**WORK TO COMPLETE**
1. Translate this sentence from the hospital bankruptcy text below into Spanish: "Notably, loan agreements are not assumable under bankruptcy law, and the buyer must either obtain new financing or make a deal with the existing lender for assumption of the obligation."
2. The hospital bankruptcy text below names licensing and regulatory requirements that apply to the sale of a hospital, even in a bankruptcy sale. List every one.
3. From the hospital bankruptcy text below, quote the passage from "If the buyer decides" to "of the sale.".

**DOCUMENT TEXT**
Moreover, bankruptcy sales enjoy a degree of finality not possible outside of bankruptcy. Pursuant to Bankruptcy Code § 363(m), a bankruptcy sale to a good-faith purchaser cannot be reversed or modified on appeal unless there has been a court-ordered stay of the sale pending appeal.

Contracts and Leases

Another important feature of bankruptcy sales is the ability of the buyer to “cherry pick” among the debtor’s contracts and leases and leave unprofitable ones behind.

Except for “personal service” contracts, such as medical director agreements, which can only be assigned with the consent of the counterparty to the contract, the buyer effectively has complete discretion as to which contracts and leases it chooses for assumption and assignment. The only requirements are that the buyer demonstrate “adequate assurance of future performance” under the contract or lease, and any monetary defaults are cured at the time of assignment.

Notably, loan agreements are not assumable under bankruptcy law, and the buyer must either obtain new financing or make a deal with the existing lender for assumption of the obligation.

Among the most significant contracts in a hospital bankruptcy are the Medicare and Medicaid provider agreements, and a buyer must decide whether to assume the existing contracts or obtain new provider numbers and agreements.

If the buyer decides to assume the existing contracts, it will be responsible for any overpayment claims by the government, whether or not known at the time of assignment. If the buyer does not assume the existing contracts, it must obtain new provider agreements, and, until those agreements are in place, the buyer will not be paid for services to Medicare and Medicaid patients.

The Sale Process and Timing Issues

A hospital in bankruptcy that sells its assets will nearly always try to negotiate a sale agreement with a “stalking horse” bidder and then file a motion with the Bankruptcy Court for approval of the sale.

The sale will be subject to “higher and better” offers at the time of sale, although the question of whether an offer is both higher and better in the hospital context can be affected by nonmonetary considerations, such as the interests of the community or employees of the hospital.

The advantages of being the stalking horse bidder are that the stalking horse can structure the terms of sale, will usually have a longer time period for conducting due diligence, and can typically negotiate a “break-up fee” — generally about 5 percent of the purchase price — payable in the event that another buyer is selected as the winning bid.

The sale of a hospital, even in a bankruptcy sale, requires compliance with applicable licensing and regulatory requirements, including state license transfer, change of ownership procedures for Medicare provider agreements, accreditation by the Joint Commission or other accreditation body, transfer of U.S. Drug Enforcement Agency registration, transfer of pharmacy permits, federal and local environmental compliance, compliance with regulations regarding radioactive materials and radiation machines, and compliance with any certificate of need laws.

The sale of a nonprofit hospital to a for-profit entity also requires compliance with state law procedures regarding transfer of charitable assets, usually approval by the state attorney general.

Although governmental authorities can expedite licensing and regulatory approvals, and may wish to do so in order to save a failing hospital, it can nevertheless be difficult to complete the process prior to the Bankruptcy Court hearing on the sale.

One possible solution is for the buyer to enter into a management agreement for the hospital, with Bankruptcy Court approval, pending completion of the licensing and approval process. Alternatively, the buyer can opt for a delayed closing of the sale, with court-approved restrictions on operations of the hospital during the preclosing period.

Although there is no one-size-fits-all template for buying a distressed hospital out of bankruptcy, the process is designed to be flexible and can be tailored to accommodate the needs of the particular hospital and buyer.

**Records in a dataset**

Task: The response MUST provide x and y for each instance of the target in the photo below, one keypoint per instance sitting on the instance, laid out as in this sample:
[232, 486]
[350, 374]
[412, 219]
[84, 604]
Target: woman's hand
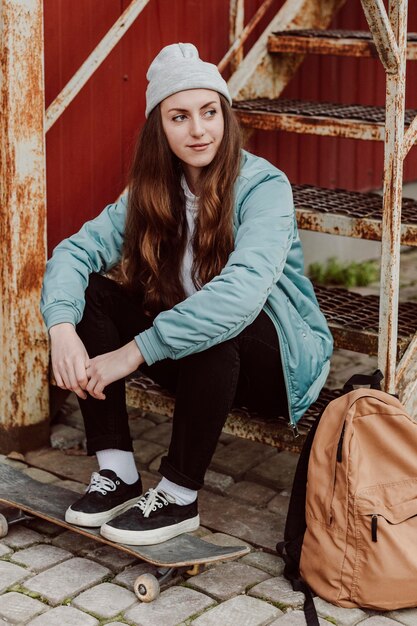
[69, 359]
[106, 368]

**RESPONSES PER TASK**
1. Cabe destacar que los contratos de préstamo no pueden asumirse conforme a la ley de quiebras, y el comprador debe obtener un nuevo financiamiento o llegar a un acuerdo con el prestamista existente para la asunción de la obligación.

2.
- State license transfer
- Change of ownership procedures for Medicare provider agreements
- Accreditation by the Joint Commission or other accreditation body
- Transfer of U.S. Drug Enforcement Agency registration
- Transfer of pharmacy permits
- Federal and local environmental compliance
- Compliance with regulations regarding radioactive materials and radiation machines
- Compliance with any certificate of need laws

3.
If the buyer decides to assume the existing contracts, it will be responsible for any overpayment claims by the government, whether or not known at the time of assignment. If the buyer does not assume the existing contracts, it must obtain new provider agreements, and, until those agreements are in place, the buyer will not be paid for services to Medicare and Medicaid patients.

The Sale Process and Timing Issues

A hospital in bankruptcy that sells its assets will nearly always try to negotiate a sale agreement with a “stalking horse” bidder and then file a motion with the Bankruptcy Court for approval of the sale.